__WORK ITEM A__. List every country named in the news article about Suva's lockdown.
__WORK ITEM B__. According to the news article about Suva's lockdown, how many people did the maid expose at the funeral?
__WORK ITEM C__. From the news article about Suva's lockdown, quote everything from "The permanent secretary" down to "population of 930,000.".
____ TEXT SEGMENT
The Fijian capital Suva entered a 14-day lockdown Monday as the Pacific island nation battled to contain a COVID-19 spike following a “superspreader” funeral event.
Around 100,000 people in the city must stay in containment zones and non-essential businesses are shuttered after the first community coronavirus cases in 12 months were detected.
A soldier contracted the virus at a quarantine facility and is believed to have transmitted it to a maid, who then exposed up to 500 people at a funeral.
The permanent secretary for health and medical services, James Fong, said four new cases emerged over the weekend.
“Three of the cases involved persons who attended the funeral that we have identified as a superspreader event, including a husband and wife who circulated through the community,” Fong said.
It is not clear how the fourth person, a woman from the outskirts of Suva, became infected.
“She and her husband have been placed in quarantine, but prudence requires us to treat this case as a possible community transmission,” Fong said.
“Because we cannot yet pin down the movements of these people and identify all their contacts, we are forced to take strict precautionary measures.”
Fiji has largely contained the virus through strict isolation measures and border controls, recording fewer than 100 cases and just two deaths in a population of 930,000.
The emergence of community transmission is a blow for Fiji’s hopes of opening quarantine-free travel bubbles with Australia and New Zealand, the source of most of its international visitors.
Fiji’s economy is heavily dependent on tourism, which has all but evaporated during the pandemic.
Monthly visitor numbers were down up to 99 percent from pre-pandemic levels, according to government statistics.
Australia and New Zealand opened a trans-Tasman bubble a week ago allowing quarantine-free travel between the two countries—although New Zealand has since suspended contact with Western Australia due to a COVID-19 outbreak in Perth.
________
____ MATERIAL SHOWN
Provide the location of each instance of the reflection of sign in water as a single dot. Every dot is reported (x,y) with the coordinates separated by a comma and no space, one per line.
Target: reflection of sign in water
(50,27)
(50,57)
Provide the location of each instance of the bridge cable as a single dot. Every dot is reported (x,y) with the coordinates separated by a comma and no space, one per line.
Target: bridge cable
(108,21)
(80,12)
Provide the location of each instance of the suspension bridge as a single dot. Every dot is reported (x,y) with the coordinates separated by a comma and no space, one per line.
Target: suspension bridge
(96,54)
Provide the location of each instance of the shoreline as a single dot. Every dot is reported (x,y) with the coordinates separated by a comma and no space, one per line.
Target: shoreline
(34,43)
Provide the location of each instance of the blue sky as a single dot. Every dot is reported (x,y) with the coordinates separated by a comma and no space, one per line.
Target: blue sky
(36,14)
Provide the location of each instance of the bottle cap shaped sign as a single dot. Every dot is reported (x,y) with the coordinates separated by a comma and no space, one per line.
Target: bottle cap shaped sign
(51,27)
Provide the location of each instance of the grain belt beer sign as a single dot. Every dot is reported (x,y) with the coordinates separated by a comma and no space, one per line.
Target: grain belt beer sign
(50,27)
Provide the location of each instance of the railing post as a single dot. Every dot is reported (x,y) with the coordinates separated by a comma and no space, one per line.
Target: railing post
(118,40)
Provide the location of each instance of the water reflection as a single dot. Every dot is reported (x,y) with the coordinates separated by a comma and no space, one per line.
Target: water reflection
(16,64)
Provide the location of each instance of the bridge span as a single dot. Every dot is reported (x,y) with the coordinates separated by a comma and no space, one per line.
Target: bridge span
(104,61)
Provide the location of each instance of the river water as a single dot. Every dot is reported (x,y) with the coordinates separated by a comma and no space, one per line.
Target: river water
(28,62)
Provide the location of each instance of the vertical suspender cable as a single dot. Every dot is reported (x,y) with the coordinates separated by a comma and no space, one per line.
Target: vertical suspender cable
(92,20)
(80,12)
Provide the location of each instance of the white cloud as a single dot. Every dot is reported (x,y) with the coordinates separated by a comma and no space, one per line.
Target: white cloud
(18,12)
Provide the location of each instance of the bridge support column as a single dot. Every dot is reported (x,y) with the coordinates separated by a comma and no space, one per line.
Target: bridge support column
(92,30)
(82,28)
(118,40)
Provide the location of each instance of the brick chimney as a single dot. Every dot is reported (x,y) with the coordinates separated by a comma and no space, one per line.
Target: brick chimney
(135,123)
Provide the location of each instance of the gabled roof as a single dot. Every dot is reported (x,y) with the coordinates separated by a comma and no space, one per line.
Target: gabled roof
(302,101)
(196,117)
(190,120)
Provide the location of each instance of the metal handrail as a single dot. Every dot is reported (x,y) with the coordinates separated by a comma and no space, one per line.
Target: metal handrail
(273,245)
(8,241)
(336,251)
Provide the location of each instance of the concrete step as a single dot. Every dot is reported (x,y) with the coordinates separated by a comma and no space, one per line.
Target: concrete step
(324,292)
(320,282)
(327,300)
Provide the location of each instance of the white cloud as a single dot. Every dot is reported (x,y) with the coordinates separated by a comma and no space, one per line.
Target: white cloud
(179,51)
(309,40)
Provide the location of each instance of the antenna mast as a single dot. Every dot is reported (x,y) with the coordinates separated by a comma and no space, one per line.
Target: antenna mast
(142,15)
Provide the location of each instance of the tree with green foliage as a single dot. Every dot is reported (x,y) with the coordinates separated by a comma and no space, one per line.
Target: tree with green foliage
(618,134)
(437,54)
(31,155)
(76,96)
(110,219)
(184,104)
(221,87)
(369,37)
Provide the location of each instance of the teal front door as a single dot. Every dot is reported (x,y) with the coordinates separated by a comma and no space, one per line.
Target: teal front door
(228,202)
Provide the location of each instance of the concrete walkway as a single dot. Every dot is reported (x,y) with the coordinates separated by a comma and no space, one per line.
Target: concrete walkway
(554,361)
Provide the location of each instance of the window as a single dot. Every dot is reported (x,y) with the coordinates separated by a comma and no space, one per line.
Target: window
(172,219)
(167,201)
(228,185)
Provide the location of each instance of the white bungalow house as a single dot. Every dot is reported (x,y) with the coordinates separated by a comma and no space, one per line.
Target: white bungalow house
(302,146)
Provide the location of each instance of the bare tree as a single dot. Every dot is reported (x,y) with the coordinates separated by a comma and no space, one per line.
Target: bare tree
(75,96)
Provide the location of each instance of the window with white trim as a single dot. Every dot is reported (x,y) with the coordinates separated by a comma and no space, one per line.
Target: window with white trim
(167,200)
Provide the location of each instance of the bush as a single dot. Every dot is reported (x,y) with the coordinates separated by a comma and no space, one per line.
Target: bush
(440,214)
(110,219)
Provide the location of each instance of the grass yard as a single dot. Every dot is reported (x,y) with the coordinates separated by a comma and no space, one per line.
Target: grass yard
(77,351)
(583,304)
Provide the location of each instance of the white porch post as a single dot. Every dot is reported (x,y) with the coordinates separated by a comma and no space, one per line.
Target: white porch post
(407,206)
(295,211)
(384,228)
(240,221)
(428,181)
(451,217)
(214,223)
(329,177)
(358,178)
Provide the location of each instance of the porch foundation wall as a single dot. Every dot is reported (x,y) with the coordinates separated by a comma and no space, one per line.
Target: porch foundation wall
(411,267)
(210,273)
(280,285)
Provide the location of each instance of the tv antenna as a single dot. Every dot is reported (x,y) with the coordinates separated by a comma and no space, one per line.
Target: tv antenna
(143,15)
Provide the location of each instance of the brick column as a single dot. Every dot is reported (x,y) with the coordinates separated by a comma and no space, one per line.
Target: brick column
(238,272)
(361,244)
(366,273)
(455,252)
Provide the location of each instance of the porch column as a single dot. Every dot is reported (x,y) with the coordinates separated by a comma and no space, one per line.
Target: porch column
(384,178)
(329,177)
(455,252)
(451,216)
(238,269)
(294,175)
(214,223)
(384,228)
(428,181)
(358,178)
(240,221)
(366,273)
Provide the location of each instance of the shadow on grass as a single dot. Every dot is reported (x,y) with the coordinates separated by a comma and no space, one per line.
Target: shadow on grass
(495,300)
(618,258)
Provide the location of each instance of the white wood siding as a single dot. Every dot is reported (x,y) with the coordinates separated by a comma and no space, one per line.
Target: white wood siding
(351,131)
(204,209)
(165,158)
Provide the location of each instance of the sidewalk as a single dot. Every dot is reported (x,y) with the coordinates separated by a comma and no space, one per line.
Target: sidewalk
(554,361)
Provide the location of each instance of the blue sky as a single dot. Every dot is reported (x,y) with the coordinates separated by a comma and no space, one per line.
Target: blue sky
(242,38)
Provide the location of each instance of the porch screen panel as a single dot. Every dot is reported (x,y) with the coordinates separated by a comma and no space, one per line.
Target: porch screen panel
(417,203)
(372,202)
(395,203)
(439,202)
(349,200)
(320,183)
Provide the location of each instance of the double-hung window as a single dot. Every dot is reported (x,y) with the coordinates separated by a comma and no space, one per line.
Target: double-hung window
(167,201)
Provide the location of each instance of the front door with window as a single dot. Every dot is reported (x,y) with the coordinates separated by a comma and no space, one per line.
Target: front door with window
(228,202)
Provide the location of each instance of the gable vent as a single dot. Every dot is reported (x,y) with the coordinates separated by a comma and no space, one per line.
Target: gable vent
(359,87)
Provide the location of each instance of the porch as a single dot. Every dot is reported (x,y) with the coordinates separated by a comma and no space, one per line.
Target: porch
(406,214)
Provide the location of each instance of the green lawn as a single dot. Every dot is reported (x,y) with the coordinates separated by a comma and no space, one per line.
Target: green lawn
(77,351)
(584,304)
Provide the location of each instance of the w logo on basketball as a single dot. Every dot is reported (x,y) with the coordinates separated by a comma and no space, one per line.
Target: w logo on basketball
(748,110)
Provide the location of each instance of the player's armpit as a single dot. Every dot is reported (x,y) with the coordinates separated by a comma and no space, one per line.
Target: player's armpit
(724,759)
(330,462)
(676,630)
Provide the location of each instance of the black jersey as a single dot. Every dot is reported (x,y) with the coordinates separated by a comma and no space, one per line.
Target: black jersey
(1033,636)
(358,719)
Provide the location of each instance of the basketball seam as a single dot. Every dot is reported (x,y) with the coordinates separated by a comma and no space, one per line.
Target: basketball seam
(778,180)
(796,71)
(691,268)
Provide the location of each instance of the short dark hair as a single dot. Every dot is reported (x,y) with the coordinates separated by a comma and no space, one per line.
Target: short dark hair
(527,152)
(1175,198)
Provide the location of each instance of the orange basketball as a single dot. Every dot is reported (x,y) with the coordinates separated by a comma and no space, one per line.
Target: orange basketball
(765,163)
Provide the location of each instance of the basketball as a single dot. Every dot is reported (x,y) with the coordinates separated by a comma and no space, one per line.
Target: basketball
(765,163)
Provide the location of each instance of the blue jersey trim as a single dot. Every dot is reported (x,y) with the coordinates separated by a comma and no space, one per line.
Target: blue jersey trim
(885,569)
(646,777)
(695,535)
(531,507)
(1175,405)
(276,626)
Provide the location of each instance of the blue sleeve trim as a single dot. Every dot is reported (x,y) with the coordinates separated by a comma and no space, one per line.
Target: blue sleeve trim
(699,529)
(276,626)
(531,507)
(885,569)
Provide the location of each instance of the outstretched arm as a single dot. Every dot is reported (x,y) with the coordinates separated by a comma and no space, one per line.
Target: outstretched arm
________
__EXERCISE RESPONSE A__. Fiji, Australia, New Zealand

__EXERCISE RESPONSE B__. Up to 500 people.

__EXERCISE RESPONSE C__.
The permanent secretary for health and medical services, James Fong, said four new cases emerged over the weekend.
“Three of the cases involved persons who attended the funeral that we have identified as a superspreader event, including a husband and wife who circulated through the community,” Fong said.
It is not clear how the fourth person, a woman from the outskirts of Suva, became infected.
“She and her husband have been placed in quarantine, but prudence requires us to treat this case as a possible community transmission,” Fong said.
“Because we cannot yet pin down the movements of these people and identify all their contacts, we are forced to take strict precautionary measures.”
Fiji has largely contained the virus through strict isolation measures and border controls, recording fewer than 100 cases and just two deaths in a population of 930,000.